> _Quoted text_:

-- Begin --

CHANGE-VOLTAGES {WIRE wire | PLANE plane | TUBE} VOLTAGE voltage ...

Example:

CH-V     W 1 V 1000      W 2 V 3000

Changes the voltage on wire 1 to 1000 V and on wire 2 to 3000 V.

Additional information on:
  
 


CHARGES

+-----------------------------------------------------------------+
| The current version of Garfield only takes point charges into   |
| account in a small number of configurations.                    |
+-----------------------------------------------------------------+

Adds three dimensional point charges to the cell. These charges are not taken into account for the charge calculation on the wires, they therefore should be seen as, temporary, space charges.

Format:

CHARGES
x y z q
x y z q
...
(blank line)

Example:

CHARGES
0 0 0 100
1 1 1 200

Places one space charge at (0,0,0) and one at (1,1,1). The first has a charge of 100 and the second a charge of 200.

Additional information on:
  


DELETE

Not yet available, see ADD.

DELETE-BACKGROUND-FIELD

Removes the background field.

Format:

DELETE-BACKGROUND-FIELD

Example:

del-backgr

DELETE-CHARGES

Removes all three dimensional charges.

Format:

DELETE-CHARGES

Example:

DELETE-CHARGES

DELETE-FIELD-MAP

Deletes the field map.

Format:

DELETE-FIELD-MAP

Example:

DELETE-FIELD-MAP

DISPLAY

Prints the current potential settings.

Format:

DISPLAY

DRIFT-AREA

Changes the area in which electrons and ions are allowed to drift.

Please note that this command does not define the plane over which optimisation is carried out. To change this plane, use AREA.

Format:

See the AREA command in the field section.


FACTOR

Prints the contributions to the field from each wire-potential separately. The contributions of a set of wires put together in a single group by SELECT, are summed if the GROUP option is selected.

Format:

FACTOR [GRID | WIRE | TRACK] ...
       [NOGROUP | GROUP]

Example:

FACTOR

(All defaults, GRID and NOGROUP, are accepted.)


FIELD-MAP

In case the background field is too complex to compute analytically, it may still be possible to compute it with the help of finite element programs.

-- End --

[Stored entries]
-- Begin --

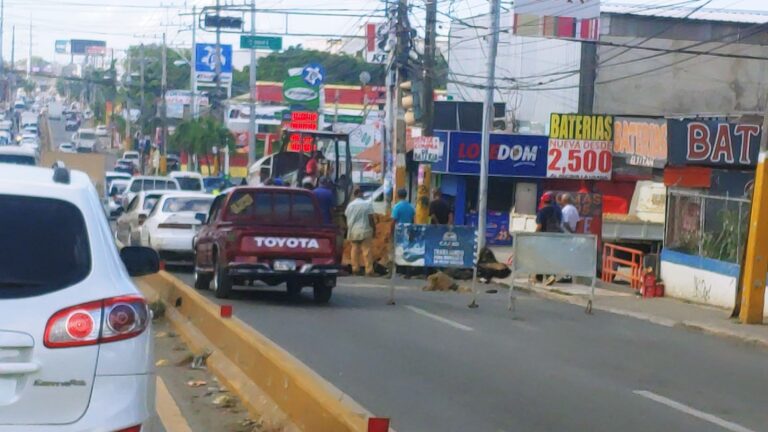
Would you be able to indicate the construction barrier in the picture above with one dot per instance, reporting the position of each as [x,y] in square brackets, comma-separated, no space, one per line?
[611,264]
[268,379]
[554,254]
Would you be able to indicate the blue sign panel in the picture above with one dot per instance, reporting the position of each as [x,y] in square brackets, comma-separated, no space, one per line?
[435,246]
[510,155]
[205,58]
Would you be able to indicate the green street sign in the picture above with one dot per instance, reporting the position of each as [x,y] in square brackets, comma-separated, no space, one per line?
[272,43]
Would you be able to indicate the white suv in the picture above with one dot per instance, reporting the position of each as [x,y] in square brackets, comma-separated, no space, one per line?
[75,342]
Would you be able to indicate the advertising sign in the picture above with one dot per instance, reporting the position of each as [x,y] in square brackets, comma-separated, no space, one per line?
[427,149]
[640,141]
[496,227]
[510,155]
[567,19]
[80,46]
[580,146]
[435,246]
[712,143]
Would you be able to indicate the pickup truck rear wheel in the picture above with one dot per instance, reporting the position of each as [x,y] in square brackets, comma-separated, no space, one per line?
[321,292]
[222,283]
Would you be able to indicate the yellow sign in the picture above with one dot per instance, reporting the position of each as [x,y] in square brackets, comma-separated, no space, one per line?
[581,127]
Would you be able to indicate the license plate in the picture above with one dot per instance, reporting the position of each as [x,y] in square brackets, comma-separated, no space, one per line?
[284,265]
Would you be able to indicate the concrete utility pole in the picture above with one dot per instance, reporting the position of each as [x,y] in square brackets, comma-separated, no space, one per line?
[482,195]
[756,262]
[192,62]
[422,200]
[252,98]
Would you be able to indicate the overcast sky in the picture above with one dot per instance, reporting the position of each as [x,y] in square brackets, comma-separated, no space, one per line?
[122,23]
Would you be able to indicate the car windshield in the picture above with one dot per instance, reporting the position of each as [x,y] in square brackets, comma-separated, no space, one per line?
[29,268]
[189,183]
[17,159]
[181,204]
[273,208]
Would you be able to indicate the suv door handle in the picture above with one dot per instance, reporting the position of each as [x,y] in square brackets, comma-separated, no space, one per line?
[18,368]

-- End --

> _Exercise requirements_:
1 - Rewrite the FACTOR paragraph of the command reference that begins "Prints the contributions to the field" as a short list, keeping its main facts.
2 - Write what comes next in the command reference, starting after its last sentence about FIELD-MAP.

> _In response_:
1 -
- Prints the field contribution of each wire-potential separately.
- When the GROUP option is selected, it sums the contributions of wires put together in one group by SELECT.

2 -
When computing a background field due to additional charges, with finite element programs, all conductors should be set to 0 V. This ensures that the boundary conditions are respected when the basic field and the background field are superimposed.

Also the &CELL section has a FIELD-MAP command. The field maps entered in the &CELL section serve as main field, i.e. the field map replaces the field due to wires and planes, file the field maps entered in the &OPTIMISE section are used for the computation of the background field. The two field maps share (for the moment) the same storage and can therefore not be used at the same time.

Format and examples:

See the FIELD-MAP command in the cell section.


FORCES

Computes the forces acting on a wire and the wire displacement that results from these forces.

To obtain meaningful results, one should take care to supply, using the ROWS statement of the cell section, the wire length and the wire tension. If one is interested in the gravitational sag, then one should also enter the density of the wire material and the chamber orientation with the GRAVITY.

This instruction offer 2 levels of accuracy, called DETAILED and FAST.

The wires on which this instruction operates are those selected by the SELECT instruction. These wires do not necessarily have to be located within the current AREA. When one uses the ITERATE option to study collective wire motion, then it is crucial to select all wires that are likely to move.

Format:

FORCES [PRINT-SAG | NOPRINT-SAG] ...
       [PLOT-SAG | NOPLOT-SAG] ...
       [NOKEEP-SAG | KEEP-SAG] ...

[PRINT-FORCES | NOPRINT-FORCES] ... [PLOT-FORCES | NOPLOT-FORCES] ... [NOKEEP-FORCES | KEEP-FORCES] ...

[DETAILED | FAST] ... [SCANNING-GRID nx ny] ... [SCANNING-AREA {LARGEST | FIRST-ORDER | ... FIRST-ORDER-ENLARGED-BY fact | ... xmin ymin xmax ymax}] ... [SHOTS nshot] ... [STEPS-PER-SHOT nstep] ... [INTERPOLATION-ORDER order] ... [NOEXTRAPOLATE | EXTRAPOLATE] ...

[ITERATE [n_iter] | NOITERATE] ... [TOLERANCE tolerance] ... [UPDATE-SCALING-FACTOR factor] ... [OFFSET wire x_offset y_offset] ...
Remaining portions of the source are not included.